## Supplied passage
**********
I sort-of knew (or rather had read) about the Linux-isms problem, but I
did not realize that only two people work on x11-related stuff for FreeBSD.

I can definitely understand how you guys would have your hands full!
(You could in theory just "freeze" all x11-related stuff at some
working state/level, but then, obviously, there would be a growing
outcry, over time, about lack of support for the many _new_ graphics
cards that seem to arrive on a regular basis.)

>The reason that mesa hasn't been updated to the 
>8.0 branch in the ports tree is that this would kill support for 
>numerous legacy  graphics cards, and this would probably raise an outcry 
>from many, at least in the past that has been the case when something in 
>x11 land changes or breaks.
**********
## Provided material
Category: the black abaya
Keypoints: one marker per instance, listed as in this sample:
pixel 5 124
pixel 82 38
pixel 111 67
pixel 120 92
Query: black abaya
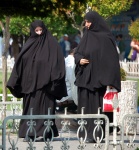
pixel 38 77
pixel 40 101
pixel 98 47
**********
## Goals
1. Please duplicate the part of the FreeBSD x11 passage starting with "I sort-of knew" and going on through "your hands full!".
2. List every distinct hyphenated word in the FreeBSD x11 passage.

## Expected results
1.
I sort-of knew (or rather had read) about the Linux-isms problem, but I
did not realize that only two people work on x11-related stuff for FreeBSD.

I can definitely understand how you guys would have your hands full!

2.
sort-of
Linux-isms
x11-related